* **TASK TO CARRY OUT**: Reproduce only the part of the records that opens with the line containing "like x=45 y=32." and closes with the line containing "x=180 y=175", keeping every line, requests included. Raise each x and y coordinate in the answer points by 35, and leave the sample coordinates in the requests unchanged.

* **PROVIDED RECORDS**:
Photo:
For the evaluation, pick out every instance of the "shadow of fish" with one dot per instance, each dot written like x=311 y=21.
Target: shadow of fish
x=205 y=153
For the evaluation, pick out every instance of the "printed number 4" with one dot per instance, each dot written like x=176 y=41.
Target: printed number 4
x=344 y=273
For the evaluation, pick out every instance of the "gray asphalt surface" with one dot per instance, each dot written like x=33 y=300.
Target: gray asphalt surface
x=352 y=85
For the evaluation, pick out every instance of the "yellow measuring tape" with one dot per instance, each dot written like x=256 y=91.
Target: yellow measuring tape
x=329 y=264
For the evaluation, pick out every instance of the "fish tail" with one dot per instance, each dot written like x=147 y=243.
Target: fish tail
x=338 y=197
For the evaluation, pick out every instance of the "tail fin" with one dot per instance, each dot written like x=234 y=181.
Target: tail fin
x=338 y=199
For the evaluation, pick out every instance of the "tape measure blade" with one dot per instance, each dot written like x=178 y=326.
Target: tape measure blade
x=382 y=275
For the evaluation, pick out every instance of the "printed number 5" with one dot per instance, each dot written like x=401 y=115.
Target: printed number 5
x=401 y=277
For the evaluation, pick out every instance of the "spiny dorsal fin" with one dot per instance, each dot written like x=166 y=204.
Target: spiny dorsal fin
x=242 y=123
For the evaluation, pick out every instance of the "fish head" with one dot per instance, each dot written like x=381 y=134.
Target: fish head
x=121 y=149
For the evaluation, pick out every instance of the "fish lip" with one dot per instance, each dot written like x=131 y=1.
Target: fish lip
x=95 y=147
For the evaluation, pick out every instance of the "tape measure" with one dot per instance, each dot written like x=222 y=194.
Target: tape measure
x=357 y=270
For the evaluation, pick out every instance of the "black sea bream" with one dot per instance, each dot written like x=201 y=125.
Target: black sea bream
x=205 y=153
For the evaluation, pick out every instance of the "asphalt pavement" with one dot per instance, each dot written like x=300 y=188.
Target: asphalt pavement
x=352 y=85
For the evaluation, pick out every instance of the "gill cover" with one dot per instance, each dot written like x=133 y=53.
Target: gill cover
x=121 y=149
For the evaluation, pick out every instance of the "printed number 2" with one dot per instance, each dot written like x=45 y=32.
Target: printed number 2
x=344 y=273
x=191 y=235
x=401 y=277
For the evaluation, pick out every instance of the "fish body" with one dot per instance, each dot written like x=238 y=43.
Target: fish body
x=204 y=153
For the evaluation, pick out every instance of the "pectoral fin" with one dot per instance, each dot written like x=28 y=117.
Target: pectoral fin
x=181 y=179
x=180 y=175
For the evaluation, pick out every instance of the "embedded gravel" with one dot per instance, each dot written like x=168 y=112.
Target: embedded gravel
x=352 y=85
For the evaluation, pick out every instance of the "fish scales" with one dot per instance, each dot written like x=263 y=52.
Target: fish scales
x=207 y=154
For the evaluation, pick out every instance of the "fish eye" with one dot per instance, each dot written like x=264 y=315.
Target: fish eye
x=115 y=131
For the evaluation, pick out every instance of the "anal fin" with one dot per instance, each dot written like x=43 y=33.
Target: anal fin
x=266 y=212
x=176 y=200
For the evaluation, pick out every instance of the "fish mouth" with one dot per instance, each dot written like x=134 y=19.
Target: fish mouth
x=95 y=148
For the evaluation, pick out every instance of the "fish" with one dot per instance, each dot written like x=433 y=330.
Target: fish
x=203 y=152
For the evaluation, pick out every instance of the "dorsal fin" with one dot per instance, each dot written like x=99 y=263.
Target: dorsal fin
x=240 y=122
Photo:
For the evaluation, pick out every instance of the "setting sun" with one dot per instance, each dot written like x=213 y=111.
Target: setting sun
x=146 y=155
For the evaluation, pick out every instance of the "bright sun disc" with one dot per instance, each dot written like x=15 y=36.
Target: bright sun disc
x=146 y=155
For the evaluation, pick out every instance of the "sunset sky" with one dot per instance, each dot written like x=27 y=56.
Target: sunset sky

* **WRITTEN ANSWER**:
For the evaluation, pick out every instance of the "printed number 2" with one dot per instance, each dot written like x=45 y=32.
Target: printed number 2
x=379 y=308
x=226 y=270
x=436 y=312
For the evaluation, pick out every instance of the "fish body" with one dot per instance, each dot written like x=238 y=43.
Target: fish body
x=239 y=188
For the evaluation, pick out every instance of the "pectoral fin" with one dot per instance, each dot written like x=28 y=117.
Target: pectoral fin
x=216 y=214
x=215 y=210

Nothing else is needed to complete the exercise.